GIVEN TASK A:
In the rows from the line with "Can you spot the seated" up to and including the line with "x=213, y=92", swap "Place a point on every instance" for "Mark every instance" and keep everything else the same. Return only those lines.

EXCERPT TO READ:
>> Start
On April 2, 2015, Tyson allegedly observed "Kim's extended hand, rubbing his middle finger and thumb, which indicated money." (Id. at 4–5 ¶ 3.) The complaint contends that Kim "continued to request money" from Tyson, and that Tyson "felt threatened, and that [he] had to do something, or else this was going to get rough." (Id. ) Tyson's solution was to "turn [his] phone on recording" so that he could document Kim's conduct and report it to management. (Id. )

One month later, on May 3, 2015, Tyson allegedly approached General Manager Kelvin Williams regarding the April incident. (See Id. ) Williams asked to hear the recording but Tyson declined to share it, stating that he "need[ed] to pray about this[.]" (Id. ) Later, when Tyson was unable to contact Williams, he reached out to Manager Yolanda Sanders instead. (See Id. at 5 ¶ 4.) According to Tyson's complaint, "[a]fter Sanders heard the recording[,] she left the room and came back [and] instructed [Tyson] to not share [the recording] with any one [sic] else." (Id. ) Sanders then reported these events to Phyllis Busch (see Id. ), and on June 3, 2015, Burch issued the notice of proposed suspension at issue in this case, which provides:

On April 6, 2015, while assigned to the Flat Sequencing Sorter ... you were in a conversation with Supervisor Brian Kim. You recorded with your personal cellular telephone ... some of the conversation between you two without the permission of Supervisor Brian Kim....
Your conduct as outlined above is unacceptable and is in violation of the following postal rules and regulations including, but not limited to[,] the USPS Capital District (HR–11–SH–011) dated March 15, 2011 and the Employee and Labor Relations Manual (ELM) sections:
665.11 Loyalty ....
665.16 Behavior and Personal Habits ... [and]
667.2 Interception of Oral or Wire Communications by Postal Employees ....

(Notice of 7–Day Suspension (June 3, 2015) ("Suspension Notice"), Ex. 1 to Compl., ECF No. 1, at 10–11.) The Suspension Notice advised Tyson of his "right to file a grievance within 14 days of [his] receipt of th[e] notice." (Id. at 12.)
>> End
GIVEN DATA:
>> Start
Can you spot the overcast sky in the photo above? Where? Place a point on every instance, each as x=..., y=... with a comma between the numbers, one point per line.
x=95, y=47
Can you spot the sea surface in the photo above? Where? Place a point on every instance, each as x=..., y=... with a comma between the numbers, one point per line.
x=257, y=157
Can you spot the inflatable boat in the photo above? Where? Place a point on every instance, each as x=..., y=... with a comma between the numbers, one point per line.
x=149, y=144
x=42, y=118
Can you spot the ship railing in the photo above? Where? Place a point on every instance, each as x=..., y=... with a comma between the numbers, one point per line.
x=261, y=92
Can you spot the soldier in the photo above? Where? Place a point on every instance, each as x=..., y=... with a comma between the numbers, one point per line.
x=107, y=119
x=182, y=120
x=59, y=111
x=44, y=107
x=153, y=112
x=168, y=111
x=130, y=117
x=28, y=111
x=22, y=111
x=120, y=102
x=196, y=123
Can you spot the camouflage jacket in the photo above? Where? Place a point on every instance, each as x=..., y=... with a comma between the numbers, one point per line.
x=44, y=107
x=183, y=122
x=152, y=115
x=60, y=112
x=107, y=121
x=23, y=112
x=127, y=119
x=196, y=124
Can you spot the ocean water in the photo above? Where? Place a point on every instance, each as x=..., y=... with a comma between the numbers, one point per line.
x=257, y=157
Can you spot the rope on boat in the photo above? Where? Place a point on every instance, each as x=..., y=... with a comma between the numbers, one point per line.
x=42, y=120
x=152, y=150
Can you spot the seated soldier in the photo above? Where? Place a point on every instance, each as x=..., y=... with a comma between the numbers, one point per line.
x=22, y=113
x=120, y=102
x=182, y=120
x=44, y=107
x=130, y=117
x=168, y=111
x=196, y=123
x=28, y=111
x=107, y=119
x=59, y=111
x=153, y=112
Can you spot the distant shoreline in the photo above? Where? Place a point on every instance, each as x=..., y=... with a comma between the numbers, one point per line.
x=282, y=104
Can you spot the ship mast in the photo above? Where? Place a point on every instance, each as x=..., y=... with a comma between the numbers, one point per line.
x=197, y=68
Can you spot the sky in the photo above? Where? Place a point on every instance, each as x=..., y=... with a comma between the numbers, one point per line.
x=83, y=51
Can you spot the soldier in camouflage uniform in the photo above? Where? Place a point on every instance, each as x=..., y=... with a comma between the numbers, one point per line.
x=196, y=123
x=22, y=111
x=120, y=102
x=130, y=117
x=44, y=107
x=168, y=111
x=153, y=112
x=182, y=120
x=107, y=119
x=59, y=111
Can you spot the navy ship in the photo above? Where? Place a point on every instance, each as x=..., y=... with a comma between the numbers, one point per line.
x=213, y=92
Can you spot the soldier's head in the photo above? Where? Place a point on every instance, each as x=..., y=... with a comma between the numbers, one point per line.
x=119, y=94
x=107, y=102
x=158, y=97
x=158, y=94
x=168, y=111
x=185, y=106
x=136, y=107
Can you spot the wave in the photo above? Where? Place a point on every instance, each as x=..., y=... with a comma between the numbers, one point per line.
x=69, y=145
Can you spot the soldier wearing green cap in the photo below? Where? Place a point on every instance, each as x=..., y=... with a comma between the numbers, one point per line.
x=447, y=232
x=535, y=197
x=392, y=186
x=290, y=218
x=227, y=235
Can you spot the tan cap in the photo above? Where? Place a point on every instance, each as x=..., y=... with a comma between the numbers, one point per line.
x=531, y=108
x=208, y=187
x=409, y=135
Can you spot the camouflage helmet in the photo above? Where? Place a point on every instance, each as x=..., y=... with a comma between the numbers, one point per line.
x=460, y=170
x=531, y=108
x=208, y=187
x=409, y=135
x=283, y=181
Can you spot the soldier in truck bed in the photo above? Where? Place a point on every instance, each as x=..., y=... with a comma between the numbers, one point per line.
>> End
GIVEN TASK B:
Write out the suspension case excerpt from "665.16 Behavior and" up to and including "(Id. at 12.)".

FULL ANSWER A:
Can you spot the seated soldier in the photo above? Where? Mark every instance, each as x=..., y=... with a comma between the numbers, one point per line.
x=22, y=113
x=120, y=102
x=182, y=120
x=44, y=107
x=130, y=117
x=168, y=111
x=196, y=123
x=28, y=111
x=107, y=119
x=59, y=111
x=153, y=112
Can you spot the distant shoreline in the photo above? Where? Mark every instance, each as x=..., y=... with a comma between the numbers, one point per line.
x=282, y=104
Can you spot the ship mast in the photo above? Where? Mark every instance, each as x=..., y=... with a comma between the numbers, one point per line.
x=197, y=68
Can you spot the sky in the photo above? Where? Mark every instance, each as x=..., y=... with a comma between the numbers, one point per line.
x=83, y=51
Can you spot the soldier in camouflage uniform in the photo above? Where? Mark every instance, each as x=..., y=... with a comma between the numbers, one point per line.
x=196, y=123
x=22, y=111
x=120, y=102
x=130, y=117
x=44, y=107
x=168, y=111
x=153, y=112
x=182, y=120
x=107, y=119
x=59, y=111
Can you spot the navy ship in the photo above? Where? Mark every instance, each as x=..., y=... with a comma between the numbers, one point per line.
x=213, y=92

FULL ANSWER B:
665.16 Behavior and Personal Habits ... [and]
667.2 Interception of Oral or Wire Communications by Postal Employees ....

(Notice of 7–Day Suspension (June 3, 2015) ("Suspension Notice"), Ex. 1 to Compl., ECF No. 1, at 10–11.) The Suspension Notice advised Tyson of his "right to file a grievance within 14 days of [his] receipt of th[e] notice." (Id. at 12.)